• **Aim**:
Reproduce the blog post below on replacing workflow with "ebb and flow," from "And, honestly, I’m" up to and including "to manage that.".

• **Supplied text**:
..............................
REPLACING #WORKFLOW WITH ‘EBB AND FLOW’

You know what’s awesome about writing for a blog that you’ve framed as being anti-perfectionist right from the beginning?  You get to be capital-R-real about everything and it is totally acceptable.  This is awesome because I don’t feel the terrible pressure to live up to some sort of image of myself that I’m projecting.  I just have to live up to my own internal compass of values, I just have to be in alignment with myself.  I just get to be honest.

And, honestly, I’m damn tired this week.  Writing my three part series on stress and following it up with another big entry was a doozy.  I’m also in high volume with my training program and got into some nonfunctional overreaching (read: sooooo tired!).  I’m in the middle of studying for a certification that I’m excited about and that is taking up a lot of mental bandwidth while I simultaneously keep up with the rest of my continuing education.  I’m working on two large, long-term projects that have me very far outside my comfort zone and current capacities.  Simultaneously, and maybe because of all this, I’ve been experiencing extra lifestyle stress (poor sleep quality, poor recovery) and trying to manage that.

With my mind so occupied and my abilities currently focused on these projects and managing my recovery I’ve noticed a significant dip in my creative output.  Last week I was firing on all cylinders, I was highly productive in my output in several areas and felt excited and engaged.  This week, however, I’m distracted, tired, unfocused and can’t seem to get anything done.  When I sit down to work I end up staring into space.  I wake up in the middle of the night to run through imaginary scenarios or try to solve problems that don’t really need my attention at 3:00 am.  Due to needing extra recovery from my training I had to schedule in an emergency de-load.  Personally, hitting PRs in the gym makes me feel like I am also able to fly, shoot lasers out of my eyes and defeat all evil single-handedly.  In lieu of a PR I’ll take feeling strong.  So, when life feels a little heavier than normal and I’m struggling in the gym my mental state isn’t the best.

Oh, and the rain.  Can I just have one weekend of clear skies to go camping?!?!  (Please insert an image of me shaking my fists at the sky here, maybe some dramatic music, definitely thunder and lightning.)

Yesterday all of this was pilling up on top of itself like a dysenteric bull wearing concrete shoes.  (Yeah, I did, I did just type that.)  My overwhelming thought before 10:00 am was, “Why can’t I just get my shit together?”  It took me until this morning to sit down and hash out was going on with myself.  For me, this happens best through writing.  I keep a semi-daily practice of “morning pages” (from The Artist’s Wayby Julia Cameron) where I write without editing for a minimum of three pages.  This is my most reliable way to connect with my feelings and actually work through them as opposed to just spending time on a hamster wheel of cyclical thoughts that doesn’t get me anywhere.  Something about seeing my thoughts written down allows me to de-escalate my emotions and react to myself as a friend who is both compassionate in listening as well as capable of telling myself the truth even when it is difficult to hear.
..............................
• **Extracted data**:
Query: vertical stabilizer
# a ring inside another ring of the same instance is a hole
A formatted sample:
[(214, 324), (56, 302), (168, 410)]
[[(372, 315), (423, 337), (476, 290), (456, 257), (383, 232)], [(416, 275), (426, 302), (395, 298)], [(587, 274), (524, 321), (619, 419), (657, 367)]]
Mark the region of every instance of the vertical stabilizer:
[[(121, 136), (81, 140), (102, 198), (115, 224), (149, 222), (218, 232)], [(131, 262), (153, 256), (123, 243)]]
..............................
• **Solution for this exercise**:
And, honestly, I’m damn tired this week.  Writing my three part series on stress and following it up with another big entry was a doozy.  I’m also in high volume with my training program and got into some nonfunctional overreaching (read: sooooo tired!).  I’m in the middle of studying for a certification that I’m excited about and that is taking up a lot of mental bandwidth while I simultaneously keep up with the rest of my continuing education.  I’m working on two large, long-term projects that have me very far outside my comfort zone and current capacities.  Simultaneously, and maybe because of all this, I’ve been experiencing extra lifestyle stress (poor sleep quality, poor recovery) and trying to manage that.